'''

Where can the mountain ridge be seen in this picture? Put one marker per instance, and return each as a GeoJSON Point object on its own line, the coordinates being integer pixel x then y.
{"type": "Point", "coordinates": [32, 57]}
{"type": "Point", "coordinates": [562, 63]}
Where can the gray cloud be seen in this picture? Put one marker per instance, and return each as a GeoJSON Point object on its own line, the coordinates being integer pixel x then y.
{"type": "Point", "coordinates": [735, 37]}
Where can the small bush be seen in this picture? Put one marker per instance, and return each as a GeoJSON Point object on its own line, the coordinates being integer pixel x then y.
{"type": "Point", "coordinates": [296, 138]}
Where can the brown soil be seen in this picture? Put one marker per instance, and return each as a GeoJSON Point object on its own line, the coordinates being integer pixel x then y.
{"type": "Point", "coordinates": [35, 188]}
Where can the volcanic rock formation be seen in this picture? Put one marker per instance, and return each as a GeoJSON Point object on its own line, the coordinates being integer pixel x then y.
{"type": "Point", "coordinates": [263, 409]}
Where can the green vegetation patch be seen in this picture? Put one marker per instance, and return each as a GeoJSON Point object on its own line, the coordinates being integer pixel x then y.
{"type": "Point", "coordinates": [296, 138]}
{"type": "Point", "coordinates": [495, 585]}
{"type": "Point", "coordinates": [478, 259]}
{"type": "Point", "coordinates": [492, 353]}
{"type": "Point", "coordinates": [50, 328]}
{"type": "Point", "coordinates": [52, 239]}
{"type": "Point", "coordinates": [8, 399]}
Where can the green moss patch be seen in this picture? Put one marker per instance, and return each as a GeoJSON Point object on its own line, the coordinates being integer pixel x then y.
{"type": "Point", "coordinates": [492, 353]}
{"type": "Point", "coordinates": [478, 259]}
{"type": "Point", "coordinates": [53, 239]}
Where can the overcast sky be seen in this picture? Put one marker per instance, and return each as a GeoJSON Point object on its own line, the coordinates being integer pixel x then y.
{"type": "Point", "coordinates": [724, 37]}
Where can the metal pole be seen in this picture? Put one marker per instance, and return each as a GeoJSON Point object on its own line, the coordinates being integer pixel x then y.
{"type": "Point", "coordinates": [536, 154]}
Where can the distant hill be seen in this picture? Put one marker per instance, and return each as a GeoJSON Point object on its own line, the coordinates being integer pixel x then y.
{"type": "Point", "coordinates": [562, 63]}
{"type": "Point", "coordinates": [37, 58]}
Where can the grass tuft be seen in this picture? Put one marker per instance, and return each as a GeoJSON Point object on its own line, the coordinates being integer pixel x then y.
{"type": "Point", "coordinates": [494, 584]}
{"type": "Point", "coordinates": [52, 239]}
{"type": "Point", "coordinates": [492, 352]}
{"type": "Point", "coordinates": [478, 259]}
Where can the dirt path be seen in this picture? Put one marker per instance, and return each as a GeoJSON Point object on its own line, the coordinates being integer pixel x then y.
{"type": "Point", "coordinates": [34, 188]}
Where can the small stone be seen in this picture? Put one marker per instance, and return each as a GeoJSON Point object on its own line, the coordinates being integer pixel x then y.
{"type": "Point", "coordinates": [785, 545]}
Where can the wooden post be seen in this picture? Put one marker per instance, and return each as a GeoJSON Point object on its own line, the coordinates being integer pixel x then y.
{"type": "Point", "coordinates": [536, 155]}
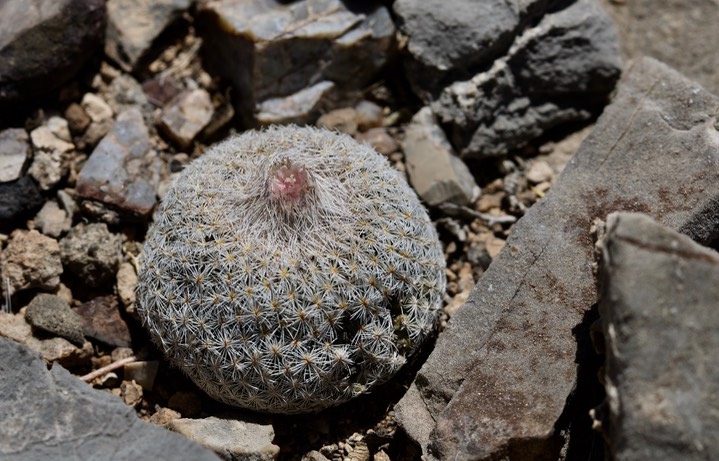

'''

Deine Aufgabe.
Zieh bitte jede Zeile aus dem Material oben heraus, in der das Wort „small“ vorkommt. Dabei gilt die Groß- und Kleinschreibung.

Richtige Antwort.
Where can the small bush be seen in this picture? Put one marker per instance, and return each as a GeoJSON Point object on its own line, the coordinates being integer pixel x then y.
Where can the small stone be seen in this picture? Put one marker per instance, and return each as a GeoJSON Point object on its own line, the coordinates being integer pixel x then y.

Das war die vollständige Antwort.